→ Supplied text:
Criminal syndicates are running manufacturing operations in war-torn Shan State in Myanmar, from where they export their illicit merchandise far and wide across the region.

Thanks to the porous borders of the Golden Triangle, a hilly region where the borders of Myanmar, Laos and Thailand meet, drug traffickers can move vast quantities of synthetic drugs — and other illegal merchandise such as counterfeit goods and fake medicines — across national borders with relative ease.

Criminal syndicates exploit weak law enforcement, endemic corruption and rampant poverty in Southeast Asia, which they have turned into a hub for the manufacture and sale of synthetic drugs, the UNODC says. Their profits are enormous.

“Synthetic drugs have rapidly become the most profitable illicit business in Southeast Asia as organized crime groups have innovated their business model and engineered an expansion of the methamphetamine market, which is now valued at up to US$61.4 billion annually,” explains the U.N. agency, which has just released a comprehensive new report on transnational organized crime in the region.

→ Exercise details:
Answer these from the text on synthetic drugs in Southeast Asia:
(a) In which state of Myanmar are criminal syndicates running manufacturing operations?
(b) What is the name of the hilly region where the borders of Myanmar, Laos and Thailand meet?
(c) What annual value does the UNODC give for the methamphetamine market?
The material after this sentence is separate from the text on synthetic drugs in Southeast Asia.

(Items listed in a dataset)
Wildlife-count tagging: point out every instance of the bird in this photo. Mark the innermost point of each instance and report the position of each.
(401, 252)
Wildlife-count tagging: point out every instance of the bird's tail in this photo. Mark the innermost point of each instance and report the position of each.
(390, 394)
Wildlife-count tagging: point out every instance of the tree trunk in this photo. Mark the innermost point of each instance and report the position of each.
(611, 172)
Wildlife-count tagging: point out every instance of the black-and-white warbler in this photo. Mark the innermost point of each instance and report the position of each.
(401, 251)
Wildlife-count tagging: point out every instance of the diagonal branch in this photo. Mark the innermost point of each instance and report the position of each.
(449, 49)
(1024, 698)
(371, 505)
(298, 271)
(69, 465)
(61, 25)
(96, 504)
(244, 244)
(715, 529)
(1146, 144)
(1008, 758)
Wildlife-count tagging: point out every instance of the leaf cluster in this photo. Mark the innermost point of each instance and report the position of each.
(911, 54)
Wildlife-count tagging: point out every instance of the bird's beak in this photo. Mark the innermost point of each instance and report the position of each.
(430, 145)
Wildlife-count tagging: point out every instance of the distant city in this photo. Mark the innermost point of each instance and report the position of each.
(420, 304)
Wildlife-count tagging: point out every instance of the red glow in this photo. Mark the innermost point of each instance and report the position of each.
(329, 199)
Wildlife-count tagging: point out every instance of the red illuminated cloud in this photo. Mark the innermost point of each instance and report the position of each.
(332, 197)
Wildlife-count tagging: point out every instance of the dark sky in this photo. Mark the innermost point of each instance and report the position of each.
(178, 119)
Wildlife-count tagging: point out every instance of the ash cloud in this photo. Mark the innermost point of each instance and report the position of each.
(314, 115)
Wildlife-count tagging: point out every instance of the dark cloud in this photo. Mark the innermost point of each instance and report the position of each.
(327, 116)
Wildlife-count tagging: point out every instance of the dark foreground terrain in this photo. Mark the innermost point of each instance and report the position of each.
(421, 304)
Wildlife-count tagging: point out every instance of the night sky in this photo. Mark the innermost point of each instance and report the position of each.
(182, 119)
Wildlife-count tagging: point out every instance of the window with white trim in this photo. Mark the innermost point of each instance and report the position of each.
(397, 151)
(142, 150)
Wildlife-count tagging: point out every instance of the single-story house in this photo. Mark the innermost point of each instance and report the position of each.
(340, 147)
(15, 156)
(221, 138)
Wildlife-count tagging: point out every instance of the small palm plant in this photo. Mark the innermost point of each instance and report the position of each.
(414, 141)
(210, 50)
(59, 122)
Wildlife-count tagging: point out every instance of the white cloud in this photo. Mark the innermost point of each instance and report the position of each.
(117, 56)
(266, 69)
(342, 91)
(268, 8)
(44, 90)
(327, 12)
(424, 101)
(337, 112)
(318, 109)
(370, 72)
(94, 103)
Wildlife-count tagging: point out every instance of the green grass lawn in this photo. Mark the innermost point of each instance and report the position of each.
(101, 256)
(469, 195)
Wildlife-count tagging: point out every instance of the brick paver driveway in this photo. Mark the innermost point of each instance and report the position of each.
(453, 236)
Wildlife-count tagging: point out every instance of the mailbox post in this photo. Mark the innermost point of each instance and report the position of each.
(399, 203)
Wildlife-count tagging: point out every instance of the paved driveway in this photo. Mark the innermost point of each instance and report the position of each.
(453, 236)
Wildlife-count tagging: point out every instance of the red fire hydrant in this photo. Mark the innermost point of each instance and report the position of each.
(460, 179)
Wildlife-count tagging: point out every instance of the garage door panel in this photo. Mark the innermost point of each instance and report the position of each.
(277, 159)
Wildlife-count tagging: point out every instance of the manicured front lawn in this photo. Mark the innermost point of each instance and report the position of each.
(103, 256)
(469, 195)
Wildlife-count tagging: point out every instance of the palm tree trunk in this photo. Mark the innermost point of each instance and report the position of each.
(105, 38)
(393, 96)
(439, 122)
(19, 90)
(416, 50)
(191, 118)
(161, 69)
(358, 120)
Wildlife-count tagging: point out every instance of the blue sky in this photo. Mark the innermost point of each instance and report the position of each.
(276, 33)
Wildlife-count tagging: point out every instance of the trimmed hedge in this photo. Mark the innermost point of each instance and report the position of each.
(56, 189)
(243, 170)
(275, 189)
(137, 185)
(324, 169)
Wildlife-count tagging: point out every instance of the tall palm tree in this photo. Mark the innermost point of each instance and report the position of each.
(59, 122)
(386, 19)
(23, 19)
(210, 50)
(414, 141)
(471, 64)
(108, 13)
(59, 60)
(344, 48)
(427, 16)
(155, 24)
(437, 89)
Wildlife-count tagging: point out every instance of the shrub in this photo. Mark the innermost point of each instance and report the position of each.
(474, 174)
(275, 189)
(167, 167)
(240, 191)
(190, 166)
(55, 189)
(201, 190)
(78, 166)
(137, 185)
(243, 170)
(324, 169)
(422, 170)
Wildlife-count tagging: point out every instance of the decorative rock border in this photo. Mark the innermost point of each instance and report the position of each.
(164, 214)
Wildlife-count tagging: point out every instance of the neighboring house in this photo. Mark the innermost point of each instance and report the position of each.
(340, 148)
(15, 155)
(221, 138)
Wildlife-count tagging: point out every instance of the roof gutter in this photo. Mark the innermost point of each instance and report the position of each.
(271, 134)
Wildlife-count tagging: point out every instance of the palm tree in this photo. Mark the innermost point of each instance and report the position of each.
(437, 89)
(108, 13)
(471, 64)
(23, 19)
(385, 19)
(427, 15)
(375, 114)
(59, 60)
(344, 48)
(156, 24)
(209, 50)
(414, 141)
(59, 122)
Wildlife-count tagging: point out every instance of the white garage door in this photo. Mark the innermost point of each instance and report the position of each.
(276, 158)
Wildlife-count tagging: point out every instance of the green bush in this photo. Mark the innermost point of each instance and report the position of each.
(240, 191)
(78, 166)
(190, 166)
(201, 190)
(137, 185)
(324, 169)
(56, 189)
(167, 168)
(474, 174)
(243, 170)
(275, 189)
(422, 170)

→ Response for this exercise:
(a) Shan State
(b) The Golden Triangle
(c) Up to US$61.4 billion